Stored data entries
BEGIN

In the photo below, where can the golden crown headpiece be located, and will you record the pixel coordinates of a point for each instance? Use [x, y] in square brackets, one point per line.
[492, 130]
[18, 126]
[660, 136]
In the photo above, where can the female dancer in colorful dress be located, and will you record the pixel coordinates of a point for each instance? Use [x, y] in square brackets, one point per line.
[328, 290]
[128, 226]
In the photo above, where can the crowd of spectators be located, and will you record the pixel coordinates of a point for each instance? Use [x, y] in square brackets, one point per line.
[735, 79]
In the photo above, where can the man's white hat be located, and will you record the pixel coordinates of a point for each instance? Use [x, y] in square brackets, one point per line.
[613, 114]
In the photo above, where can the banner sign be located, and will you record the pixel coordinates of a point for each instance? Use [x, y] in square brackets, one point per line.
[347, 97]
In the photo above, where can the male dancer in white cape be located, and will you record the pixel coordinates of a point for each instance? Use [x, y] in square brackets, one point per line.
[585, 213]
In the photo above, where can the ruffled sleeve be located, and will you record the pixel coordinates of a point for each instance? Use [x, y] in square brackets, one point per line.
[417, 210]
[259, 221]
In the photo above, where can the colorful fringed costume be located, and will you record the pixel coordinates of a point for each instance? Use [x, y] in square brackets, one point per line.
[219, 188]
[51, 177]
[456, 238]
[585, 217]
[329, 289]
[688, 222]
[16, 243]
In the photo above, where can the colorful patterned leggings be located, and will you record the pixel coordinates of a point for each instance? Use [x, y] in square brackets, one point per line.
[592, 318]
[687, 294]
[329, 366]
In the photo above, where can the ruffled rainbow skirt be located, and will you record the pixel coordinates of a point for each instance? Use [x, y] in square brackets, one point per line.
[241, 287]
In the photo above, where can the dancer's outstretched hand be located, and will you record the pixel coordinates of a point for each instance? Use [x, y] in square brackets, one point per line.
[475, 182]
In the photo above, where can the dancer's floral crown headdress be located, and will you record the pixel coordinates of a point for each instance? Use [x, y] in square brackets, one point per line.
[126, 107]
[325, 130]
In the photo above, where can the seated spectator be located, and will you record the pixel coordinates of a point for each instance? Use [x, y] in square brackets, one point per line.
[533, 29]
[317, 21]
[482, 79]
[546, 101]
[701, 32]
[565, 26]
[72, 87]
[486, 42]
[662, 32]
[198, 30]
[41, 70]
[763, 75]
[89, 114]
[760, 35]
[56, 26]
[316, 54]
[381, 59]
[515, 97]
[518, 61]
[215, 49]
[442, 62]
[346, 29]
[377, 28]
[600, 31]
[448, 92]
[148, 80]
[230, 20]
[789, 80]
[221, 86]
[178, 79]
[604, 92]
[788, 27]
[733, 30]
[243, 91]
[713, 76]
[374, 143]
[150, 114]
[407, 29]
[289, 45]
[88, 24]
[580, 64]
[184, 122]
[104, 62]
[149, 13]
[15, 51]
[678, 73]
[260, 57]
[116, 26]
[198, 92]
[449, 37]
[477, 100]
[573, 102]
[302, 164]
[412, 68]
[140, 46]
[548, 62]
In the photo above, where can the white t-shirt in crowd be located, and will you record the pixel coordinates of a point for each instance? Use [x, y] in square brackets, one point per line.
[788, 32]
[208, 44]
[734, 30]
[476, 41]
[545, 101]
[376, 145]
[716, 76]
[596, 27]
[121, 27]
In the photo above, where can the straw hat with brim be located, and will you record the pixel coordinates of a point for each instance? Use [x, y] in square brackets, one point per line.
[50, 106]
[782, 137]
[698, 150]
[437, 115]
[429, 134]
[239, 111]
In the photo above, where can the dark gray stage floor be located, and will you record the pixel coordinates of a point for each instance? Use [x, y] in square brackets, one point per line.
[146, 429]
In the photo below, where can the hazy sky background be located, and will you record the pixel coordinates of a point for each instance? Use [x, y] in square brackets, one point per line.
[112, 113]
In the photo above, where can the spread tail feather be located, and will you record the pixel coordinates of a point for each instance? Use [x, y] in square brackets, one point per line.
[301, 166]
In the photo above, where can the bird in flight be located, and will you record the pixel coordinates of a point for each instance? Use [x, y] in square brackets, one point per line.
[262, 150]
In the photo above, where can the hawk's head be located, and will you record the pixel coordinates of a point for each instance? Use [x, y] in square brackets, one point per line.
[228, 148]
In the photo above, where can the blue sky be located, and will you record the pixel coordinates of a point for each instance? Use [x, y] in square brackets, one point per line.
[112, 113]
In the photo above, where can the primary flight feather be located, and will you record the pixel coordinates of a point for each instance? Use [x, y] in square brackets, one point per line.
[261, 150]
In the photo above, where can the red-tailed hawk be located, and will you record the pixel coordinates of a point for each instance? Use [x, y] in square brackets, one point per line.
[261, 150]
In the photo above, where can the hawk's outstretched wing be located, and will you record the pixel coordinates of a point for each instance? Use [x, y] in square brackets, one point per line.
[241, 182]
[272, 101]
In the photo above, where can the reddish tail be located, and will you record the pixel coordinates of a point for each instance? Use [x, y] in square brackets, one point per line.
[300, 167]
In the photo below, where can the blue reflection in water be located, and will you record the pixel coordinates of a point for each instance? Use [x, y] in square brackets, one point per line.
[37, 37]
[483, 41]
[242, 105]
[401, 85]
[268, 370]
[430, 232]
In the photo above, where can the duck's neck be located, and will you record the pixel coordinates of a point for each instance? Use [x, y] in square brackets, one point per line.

END

▶ _PROBLEM TO SOLVE_:
Begin at the line containing "In the photo above, where can the reddish" and reproduce every line through the last one in the records above, exactly.

▶ _EXERCISE ANSWER_:
In the photo above, where can the reddish tail be located, and will you record the pixel coordinates of a point for each instance? Use [x, y] in square brackets, one point per line.
[300, 167]
In the photo below, where can the blue reflection in water be located, and will you record the pixel coordinates of a point for each instance? Use [x, y] in square brackets, one point per line.
[37, 37]
[483, 41]
[242, 105]
[401, 85]
[268, 370]
[430, 232]
In the photo above, where can the duck's neck be located, and will you record the pixel coordinates of a point for each instance? Use [x, y] in square brackets, one point per line.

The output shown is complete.